## DIRECTIONS FOR THIS TASK
Pictures do not belong in the copy, so please give every entry below again exactly.

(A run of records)
>>>>

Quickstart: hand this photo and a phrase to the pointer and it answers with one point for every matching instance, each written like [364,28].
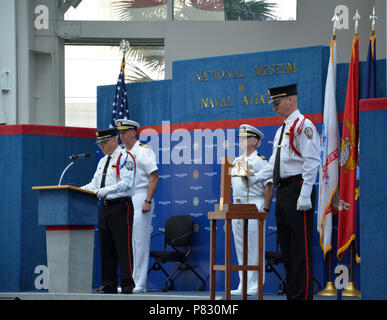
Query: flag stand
[330,290]
[351,290]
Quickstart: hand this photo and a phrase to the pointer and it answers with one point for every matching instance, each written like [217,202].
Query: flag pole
[330,290]
[351,290]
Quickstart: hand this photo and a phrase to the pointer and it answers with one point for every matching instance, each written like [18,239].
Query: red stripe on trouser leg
[129,240]
[306,257]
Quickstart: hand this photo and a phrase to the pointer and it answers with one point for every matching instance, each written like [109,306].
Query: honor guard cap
[126,124]
[283,91]
[104,135]
[245,130]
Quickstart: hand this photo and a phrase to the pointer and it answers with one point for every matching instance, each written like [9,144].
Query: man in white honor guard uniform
[293,167]
[146,183]
[259,194]
[113,181]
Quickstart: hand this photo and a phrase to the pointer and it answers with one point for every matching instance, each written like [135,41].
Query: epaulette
[261,156]
[145,146]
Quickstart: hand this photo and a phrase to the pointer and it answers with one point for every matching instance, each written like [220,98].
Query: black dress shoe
[107,289]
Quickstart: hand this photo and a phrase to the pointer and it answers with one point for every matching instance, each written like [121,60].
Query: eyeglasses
[276,100]
[104,141]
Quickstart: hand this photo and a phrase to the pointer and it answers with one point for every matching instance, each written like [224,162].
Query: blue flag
[368,92]
[369,80]
[120,104]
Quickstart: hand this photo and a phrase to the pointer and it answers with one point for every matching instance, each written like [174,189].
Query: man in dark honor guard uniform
[293,167]
[113,183]
[260,194]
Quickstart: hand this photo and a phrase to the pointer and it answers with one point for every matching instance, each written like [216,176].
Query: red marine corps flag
[349,154]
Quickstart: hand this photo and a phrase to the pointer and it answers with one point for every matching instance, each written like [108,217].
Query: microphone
[74,157]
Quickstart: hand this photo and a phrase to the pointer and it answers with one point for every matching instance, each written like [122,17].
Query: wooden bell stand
[227,211]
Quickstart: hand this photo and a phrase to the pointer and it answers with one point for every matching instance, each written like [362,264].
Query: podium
[70,215]
[226,211]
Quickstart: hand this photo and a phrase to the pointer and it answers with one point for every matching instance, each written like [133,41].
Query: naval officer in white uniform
[145,186]
[259,194]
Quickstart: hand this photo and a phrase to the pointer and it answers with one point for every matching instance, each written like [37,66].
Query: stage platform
[150,295]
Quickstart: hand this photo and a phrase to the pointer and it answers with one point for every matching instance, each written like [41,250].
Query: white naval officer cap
[245,130]
[126,124]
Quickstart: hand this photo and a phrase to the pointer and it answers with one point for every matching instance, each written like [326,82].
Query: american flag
[120,108]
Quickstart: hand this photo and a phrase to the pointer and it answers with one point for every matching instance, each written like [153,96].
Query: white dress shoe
[252,293]
[236,292]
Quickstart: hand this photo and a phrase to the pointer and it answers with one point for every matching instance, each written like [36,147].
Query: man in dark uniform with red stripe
[113,183]
[294,166]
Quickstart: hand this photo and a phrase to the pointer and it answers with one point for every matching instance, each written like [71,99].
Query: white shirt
[145,164]
[307,142]
[116,187]
[255,163]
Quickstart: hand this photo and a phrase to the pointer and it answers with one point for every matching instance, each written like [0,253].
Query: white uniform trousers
[141,239]
[252,256]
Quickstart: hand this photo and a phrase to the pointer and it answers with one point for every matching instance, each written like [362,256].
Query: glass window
[115,10]
[190,10]
[231,10]
[87,67]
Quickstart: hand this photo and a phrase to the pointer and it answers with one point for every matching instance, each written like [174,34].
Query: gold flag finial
[335,19]
[373,18]
[356,18]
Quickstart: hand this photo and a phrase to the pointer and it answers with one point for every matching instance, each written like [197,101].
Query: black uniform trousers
[295,232]
[115,237]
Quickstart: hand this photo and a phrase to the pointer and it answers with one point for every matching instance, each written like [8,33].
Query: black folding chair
[178,235]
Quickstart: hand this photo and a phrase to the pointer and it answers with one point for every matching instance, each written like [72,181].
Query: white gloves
[304,203]
[101,193]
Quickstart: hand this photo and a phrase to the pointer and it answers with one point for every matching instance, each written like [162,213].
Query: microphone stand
[61,177]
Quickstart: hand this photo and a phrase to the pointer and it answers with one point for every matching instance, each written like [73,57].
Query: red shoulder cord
[118,165]
[299,130]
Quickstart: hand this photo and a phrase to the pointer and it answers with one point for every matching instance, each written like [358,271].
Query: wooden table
[227,212]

<<<<

## COMPLETED EXERCISE
Quickstart: hand this photo and a phrase to the pointer and it answers with one point for every matching instance, each written like [364,28].
Query: flag stand
[330,290]
[351,290]
Quickstart: hand this photo and a phrase to the pointer and it answers with one point for every matching instance, each written like [217,202].
Query: flag pole
[330,290]
[351,290]
Quickstart: hand this photo and a phrase to the pointer and it answers with one point for every matching instance, each written like [18,239].
Query: red stripe on trouser leg
[129,240]
[306,257]
Quickstart: hand this photo and a phrase to the pointer and it answers with one point for every matching instance, each written like [109,306].
Query: honor guard cap
[126,124]
[283,91]
[104,135]
[245,130]
Quickstart: hand this photo and a phrase to the pointer and it answers with one point for every matching instance, each written like [9,144].
Query: man in white honor guard uniform
[293,167]
[146,183]
[259,194]
[113,181]
Quickstart: hand this photo and a phrase to the pointer and it answers with one point for every matching instance, each written like [135,41].
Query: epaulette
[261,156]
[145,146]
Quickstart: hand this photo and a phrase to the pointer and it answers with one point for every matching instance, each written like [220,98].
Query: black dress shoe
[107,289]
Quickstart: hand this photo and a phrase to the pointer and it answers with one point for every matching instance, each written like [121,60].
Query: eyeglasses
[276,100]
[104,141]
Quickstart: hand this photo and a phrase to the pointer and it answers with one point for every matching instance, each written like [224,162].
Query: blue flag
[368,92]
[369,80]
[120,104]
Quickstart: hand this photo and a phrase to the pointer and it answers with one point for every matching instance, each written like [174,189].
Query: man in dark honor guard uniform
[293,167]
[113,183]
[260,194]
Quickstart: hand this photo and a phrase to the pointer and it answers with one point for every matching instance, each written like [216,176].
Query: red marine corps flag
[349,154]
Quickstart: hand this photo and a phrase to the pointer and it answers with one point for every matching instance, each written like [108,217].
Query: microphone
[74,157]
Quickstart: hand this photo and a phrase to the pointer and it answers with one point for every matching instance, each written like [122,17].
Query: wooden bell stand
[227,211]
Quickstart: hand this photo and a phrase to the pointer and it answers with one point for every matching instance, each written like [362,264].
Query: podium
[70,215]
[226,211]
Quickstart: hand this photo and a phrase to the pointer and it answers with one point for every matching instance, each written like [133,41].
Query: naval officer in white uniform
[145,186]
[259,194]
Quickstart: hand this photo and a phrase to the pointer and it answers with one point for every matching instance, each written like [37,66].
Query: stage platform
[150,295]
Quickstart: hand this photo and a phrase to the pointer and it answers with one point for every matching instance, each written like [41,250].
Query: white naval officer cap
[245,130]
[126,124]
Quickstart: hand this photo and a phrase to the pointer and it answers with one point for every matching instance, each written like [326,82].
Query: american flag
[120,108]
Quickstart: hand this photo and a phrase to the pointer and it answers with one point for every matching instance, each written like [153,96].
Query: white dress shoe
[252,293]
[236,292]
Quickstart: hand this photo and a phrase to the pointer and it answers with one point for every matching instance, each written like [36,147].
Query: man in dark uniform with red stripe
[113,183]
[294,166]
Quickstart: hand this photo and a phrase to the pointer and it answers with one point for every matching instance, each written like [71,99].
Query: white shirt
[145,164]
[307,142]
[116,187]
[255,163]
Quickstart: hand this photo and a phrase to the pointer and it answers with one point for every matching instance, each written like [0,253].
Query: white uniform trousers
[141,239]
[252,256]
Quickstart: hand this photo and a phrase to the pointer and it answers with one point for every matching instance, each written like [362,256].
Query: glass window
[115,10]
[190,10]
[231,10]
[87,67]
Quickstart: hand this photo and a phrase to the pointer and it answers with one point for every matching instance, each written like [174,34].
Query: gold flag finial
[335,19]
[373,18]
[356,18]
Quickstart: hand this photo and a phrase to the pointer and it answers with one point for every matching instance, each written like [197,101].
Query: black uniform trousers
[295,232]
[115,237]
Quickstart: hand this photo and a phrase to the pointer and it answers with one point for every matching instance, each written like [8,33].
Query: black folding chair
[178,235]
Quickstart: hand this photo and a phrase to the pointer and it answers with one point for every matching instance, each written like [72,181].
Query: white gloves
[304,203]
[101,193]
Quickstart: hand this photo and a phrase to the pointer and it answers with one point for every matching instance, each written like [162,213].
Query: microphone stand
[61,177]
Quickstart: hand this photo and a phrase to the pointer and it answers with one point for every matching instance, each written like [73,57].
Query: red shoulder cord
[118,165]
[299,130]
Quickstart: hand this photo and a phrase to the pointer and it answers with one point for every matching instance, each written like [358,271].
Query: wooden table
[227,212]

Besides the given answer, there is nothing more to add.